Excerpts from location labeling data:
_ _ _ _ _ _ _

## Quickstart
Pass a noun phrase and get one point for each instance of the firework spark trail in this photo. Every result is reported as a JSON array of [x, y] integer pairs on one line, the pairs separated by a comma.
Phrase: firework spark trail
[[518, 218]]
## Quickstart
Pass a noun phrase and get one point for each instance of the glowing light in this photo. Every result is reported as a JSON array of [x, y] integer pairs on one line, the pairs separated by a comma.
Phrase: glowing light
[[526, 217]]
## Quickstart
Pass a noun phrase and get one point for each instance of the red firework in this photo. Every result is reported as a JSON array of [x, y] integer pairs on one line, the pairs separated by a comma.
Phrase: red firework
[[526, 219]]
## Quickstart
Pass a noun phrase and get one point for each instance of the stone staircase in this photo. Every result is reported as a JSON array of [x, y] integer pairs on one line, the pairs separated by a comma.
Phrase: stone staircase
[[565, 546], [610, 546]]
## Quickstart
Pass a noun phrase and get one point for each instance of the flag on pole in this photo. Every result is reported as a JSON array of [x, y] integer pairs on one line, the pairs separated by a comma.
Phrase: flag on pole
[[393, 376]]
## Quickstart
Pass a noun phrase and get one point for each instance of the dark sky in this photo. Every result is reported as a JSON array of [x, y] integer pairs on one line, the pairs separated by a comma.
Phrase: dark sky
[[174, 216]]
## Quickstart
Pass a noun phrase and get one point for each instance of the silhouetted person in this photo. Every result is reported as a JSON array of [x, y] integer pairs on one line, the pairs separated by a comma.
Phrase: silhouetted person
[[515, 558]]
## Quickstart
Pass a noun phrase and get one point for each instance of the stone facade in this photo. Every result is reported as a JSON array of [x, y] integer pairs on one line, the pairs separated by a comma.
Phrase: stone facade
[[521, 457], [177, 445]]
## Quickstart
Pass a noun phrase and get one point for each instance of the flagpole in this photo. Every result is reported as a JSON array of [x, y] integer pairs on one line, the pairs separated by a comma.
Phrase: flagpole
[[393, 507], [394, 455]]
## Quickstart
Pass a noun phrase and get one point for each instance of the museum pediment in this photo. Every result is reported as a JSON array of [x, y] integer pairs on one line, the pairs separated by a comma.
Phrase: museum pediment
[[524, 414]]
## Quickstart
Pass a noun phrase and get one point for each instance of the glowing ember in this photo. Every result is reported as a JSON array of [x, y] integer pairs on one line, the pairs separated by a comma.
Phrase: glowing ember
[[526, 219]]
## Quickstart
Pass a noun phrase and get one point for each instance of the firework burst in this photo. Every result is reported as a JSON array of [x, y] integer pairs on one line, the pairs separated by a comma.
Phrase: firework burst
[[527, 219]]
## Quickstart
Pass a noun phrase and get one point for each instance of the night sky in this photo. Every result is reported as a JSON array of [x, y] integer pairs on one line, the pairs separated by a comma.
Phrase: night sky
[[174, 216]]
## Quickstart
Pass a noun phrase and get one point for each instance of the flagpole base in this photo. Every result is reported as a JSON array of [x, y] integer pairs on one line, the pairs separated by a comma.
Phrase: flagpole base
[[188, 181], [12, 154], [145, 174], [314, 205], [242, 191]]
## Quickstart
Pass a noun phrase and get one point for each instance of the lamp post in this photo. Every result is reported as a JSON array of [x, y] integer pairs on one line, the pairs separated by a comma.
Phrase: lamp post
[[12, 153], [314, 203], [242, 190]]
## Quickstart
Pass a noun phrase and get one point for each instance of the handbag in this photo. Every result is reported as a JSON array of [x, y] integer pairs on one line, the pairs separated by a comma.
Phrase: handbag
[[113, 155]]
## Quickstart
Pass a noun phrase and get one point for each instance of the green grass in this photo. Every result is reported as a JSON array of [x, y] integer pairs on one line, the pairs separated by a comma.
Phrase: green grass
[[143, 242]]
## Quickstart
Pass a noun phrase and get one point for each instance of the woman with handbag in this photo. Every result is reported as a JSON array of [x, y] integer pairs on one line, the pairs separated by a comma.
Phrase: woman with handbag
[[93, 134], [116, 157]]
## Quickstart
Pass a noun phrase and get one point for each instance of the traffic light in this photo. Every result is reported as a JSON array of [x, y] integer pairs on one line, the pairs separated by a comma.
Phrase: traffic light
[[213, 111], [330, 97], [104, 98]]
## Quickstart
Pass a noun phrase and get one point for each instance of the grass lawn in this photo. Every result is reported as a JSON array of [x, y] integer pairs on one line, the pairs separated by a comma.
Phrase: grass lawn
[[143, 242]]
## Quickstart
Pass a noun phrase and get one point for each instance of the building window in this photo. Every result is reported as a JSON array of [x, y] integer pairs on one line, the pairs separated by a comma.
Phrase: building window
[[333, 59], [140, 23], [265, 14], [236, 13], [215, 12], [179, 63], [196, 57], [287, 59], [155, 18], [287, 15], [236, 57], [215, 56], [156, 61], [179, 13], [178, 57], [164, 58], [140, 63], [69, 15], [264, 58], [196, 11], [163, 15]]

_ _ _ _ _ _ _

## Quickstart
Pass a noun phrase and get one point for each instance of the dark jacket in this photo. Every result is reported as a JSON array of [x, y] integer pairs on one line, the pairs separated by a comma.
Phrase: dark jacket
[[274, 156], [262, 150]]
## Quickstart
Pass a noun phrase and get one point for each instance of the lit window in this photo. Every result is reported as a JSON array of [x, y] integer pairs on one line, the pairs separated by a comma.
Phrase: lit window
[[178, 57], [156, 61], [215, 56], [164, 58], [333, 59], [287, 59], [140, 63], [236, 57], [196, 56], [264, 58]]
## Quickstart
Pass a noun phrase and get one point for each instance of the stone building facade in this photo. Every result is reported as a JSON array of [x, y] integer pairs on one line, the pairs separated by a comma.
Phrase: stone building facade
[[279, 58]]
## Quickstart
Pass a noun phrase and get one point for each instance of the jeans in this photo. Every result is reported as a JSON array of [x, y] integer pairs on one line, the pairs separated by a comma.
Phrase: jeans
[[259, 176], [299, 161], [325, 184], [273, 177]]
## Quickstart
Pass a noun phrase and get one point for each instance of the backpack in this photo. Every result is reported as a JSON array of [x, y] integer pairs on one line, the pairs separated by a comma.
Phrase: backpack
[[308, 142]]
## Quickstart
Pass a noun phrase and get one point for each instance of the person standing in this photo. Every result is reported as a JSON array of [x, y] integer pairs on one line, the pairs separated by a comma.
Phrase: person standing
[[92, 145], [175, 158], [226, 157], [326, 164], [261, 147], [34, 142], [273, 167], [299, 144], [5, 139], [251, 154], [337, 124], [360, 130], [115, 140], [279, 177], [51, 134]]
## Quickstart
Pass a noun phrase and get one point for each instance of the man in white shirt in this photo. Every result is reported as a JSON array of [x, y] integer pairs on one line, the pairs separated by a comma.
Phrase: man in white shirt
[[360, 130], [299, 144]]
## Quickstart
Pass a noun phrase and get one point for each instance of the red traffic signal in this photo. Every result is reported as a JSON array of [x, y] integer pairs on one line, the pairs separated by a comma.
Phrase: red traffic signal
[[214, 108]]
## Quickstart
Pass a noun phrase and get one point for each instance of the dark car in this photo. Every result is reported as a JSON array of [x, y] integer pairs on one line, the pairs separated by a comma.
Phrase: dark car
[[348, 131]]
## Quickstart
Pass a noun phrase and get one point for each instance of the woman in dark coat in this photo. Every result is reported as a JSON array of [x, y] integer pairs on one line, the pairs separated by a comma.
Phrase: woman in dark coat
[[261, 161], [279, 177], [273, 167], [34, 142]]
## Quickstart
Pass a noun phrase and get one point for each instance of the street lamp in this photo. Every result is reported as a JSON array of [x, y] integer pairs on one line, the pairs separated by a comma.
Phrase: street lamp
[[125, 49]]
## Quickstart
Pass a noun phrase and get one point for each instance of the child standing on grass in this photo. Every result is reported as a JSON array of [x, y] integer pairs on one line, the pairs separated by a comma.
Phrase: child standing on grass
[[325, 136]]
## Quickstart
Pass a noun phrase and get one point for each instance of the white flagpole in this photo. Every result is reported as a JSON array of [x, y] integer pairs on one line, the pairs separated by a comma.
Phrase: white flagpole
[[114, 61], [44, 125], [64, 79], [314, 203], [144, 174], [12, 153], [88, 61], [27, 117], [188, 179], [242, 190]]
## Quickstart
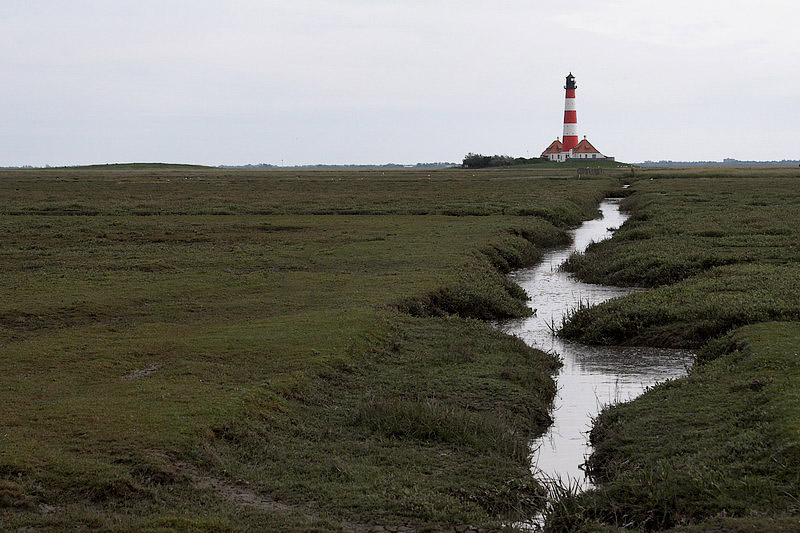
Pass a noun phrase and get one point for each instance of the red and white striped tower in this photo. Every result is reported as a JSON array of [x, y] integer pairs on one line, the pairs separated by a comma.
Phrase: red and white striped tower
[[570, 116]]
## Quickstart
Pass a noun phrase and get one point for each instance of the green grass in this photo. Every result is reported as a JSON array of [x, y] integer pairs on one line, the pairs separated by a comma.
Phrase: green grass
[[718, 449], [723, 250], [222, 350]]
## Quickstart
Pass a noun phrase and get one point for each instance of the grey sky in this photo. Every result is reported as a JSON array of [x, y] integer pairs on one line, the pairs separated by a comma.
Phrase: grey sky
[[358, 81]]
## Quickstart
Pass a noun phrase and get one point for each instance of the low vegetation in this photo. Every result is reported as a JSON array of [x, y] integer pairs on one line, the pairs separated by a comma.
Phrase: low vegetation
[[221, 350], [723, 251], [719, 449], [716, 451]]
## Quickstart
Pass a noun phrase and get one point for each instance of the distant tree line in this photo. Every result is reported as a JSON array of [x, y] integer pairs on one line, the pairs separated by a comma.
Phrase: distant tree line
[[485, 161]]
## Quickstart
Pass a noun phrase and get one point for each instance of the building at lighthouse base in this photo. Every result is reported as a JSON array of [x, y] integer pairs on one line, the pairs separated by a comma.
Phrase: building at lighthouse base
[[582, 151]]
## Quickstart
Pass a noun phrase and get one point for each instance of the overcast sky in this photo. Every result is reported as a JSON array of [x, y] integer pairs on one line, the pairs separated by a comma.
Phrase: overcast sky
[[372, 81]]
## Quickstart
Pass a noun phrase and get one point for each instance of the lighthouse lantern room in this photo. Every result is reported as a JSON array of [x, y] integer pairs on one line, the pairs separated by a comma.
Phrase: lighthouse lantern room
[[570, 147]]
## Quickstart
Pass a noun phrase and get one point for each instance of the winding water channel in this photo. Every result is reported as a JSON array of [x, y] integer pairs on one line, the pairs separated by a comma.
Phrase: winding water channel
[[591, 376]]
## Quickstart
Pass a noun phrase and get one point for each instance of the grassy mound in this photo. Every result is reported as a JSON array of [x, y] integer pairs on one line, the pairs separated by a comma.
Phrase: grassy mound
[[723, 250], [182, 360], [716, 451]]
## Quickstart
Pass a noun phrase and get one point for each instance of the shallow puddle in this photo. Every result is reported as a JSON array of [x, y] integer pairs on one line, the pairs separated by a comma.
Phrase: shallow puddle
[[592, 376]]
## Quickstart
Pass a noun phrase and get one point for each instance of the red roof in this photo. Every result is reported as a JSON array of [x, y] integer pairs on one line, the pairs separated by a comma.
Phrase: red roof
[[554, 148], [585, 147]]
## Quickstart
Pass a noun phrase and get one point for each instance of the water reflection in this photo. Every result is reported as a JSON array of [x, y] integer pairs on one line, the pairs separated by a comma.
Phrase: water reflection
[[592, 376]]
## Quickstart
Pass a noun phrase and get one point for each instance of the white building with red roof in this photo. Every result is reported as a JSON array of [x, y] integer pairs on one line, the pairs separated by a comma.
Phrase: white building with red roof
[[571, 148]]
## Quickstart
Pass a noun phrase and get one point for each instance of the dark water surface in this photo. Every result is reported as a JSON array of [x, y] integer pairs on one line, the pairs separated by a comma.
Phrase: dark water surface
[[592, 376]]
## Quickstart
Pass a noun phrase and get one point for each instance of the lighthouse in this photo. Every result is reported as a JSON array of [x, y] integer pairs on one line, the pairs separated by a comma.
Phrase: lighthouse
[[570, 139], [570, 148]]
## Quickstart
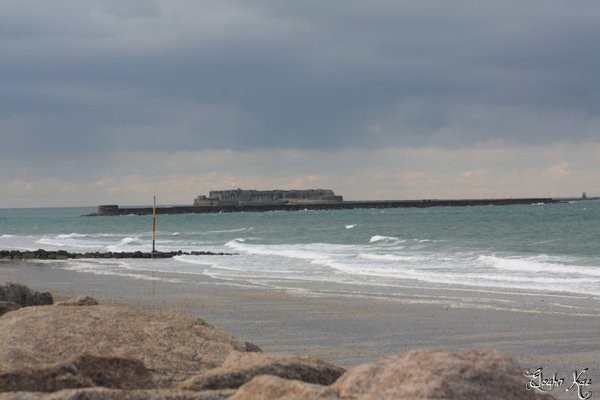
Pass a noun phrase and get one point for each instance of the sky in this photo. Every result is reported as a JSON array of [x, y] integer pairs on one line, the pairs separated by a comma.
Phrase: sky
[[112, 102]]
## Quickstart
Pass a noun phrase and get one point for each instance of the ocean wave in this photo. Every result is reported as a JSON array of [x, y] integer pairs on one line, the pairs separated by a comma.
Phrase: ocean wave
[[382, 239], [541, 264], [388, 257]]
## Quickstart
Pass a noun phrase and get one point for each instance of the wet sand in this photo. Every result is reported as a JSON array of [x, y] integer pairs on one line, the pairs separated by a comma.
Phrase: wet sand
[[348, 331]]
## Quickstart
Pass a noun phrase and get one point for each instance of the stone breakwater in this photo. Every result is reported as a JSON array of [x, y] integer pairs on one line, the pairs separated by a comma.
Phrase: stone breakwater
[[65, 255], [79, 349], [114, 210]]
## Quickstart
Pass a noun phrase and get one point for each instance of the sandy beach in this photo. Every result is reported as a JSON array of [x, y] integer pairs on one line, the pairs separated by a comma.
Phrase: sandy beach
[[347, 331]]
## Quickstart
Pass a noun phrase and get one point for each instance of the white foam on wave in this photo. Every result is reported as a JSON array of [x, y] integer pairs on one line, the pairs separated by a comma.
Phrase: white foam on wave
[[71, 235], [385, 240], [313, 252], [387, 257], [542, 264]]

_ _ _ _ _ _ _

*The task*
Please extract every line of the records above that contains the word "firework", treating uppercase and lowercase as different.

*Written answer*
Pass a noun phrase and get one point for each instance of the firework spark trail in this photo. Every result is reported as a JSON array of [x, y] integer pairs on one line, the pairs separated by a comma.
Phrase: firework spark trail
Pass a noun phrase and get one point for each instance of the red firework in this photo. Every result is reported as a JSON array of [x, y] integer pairs on one line, the pairs separated by a comma.
Phrase: red firework
Pass a noun phrase and get one point for each instance of the firework burst in this photo. Every result is reported as a JSON array of [x, y] integer pairs on one line, the pairs separated by a comma.
Phrase: firework burst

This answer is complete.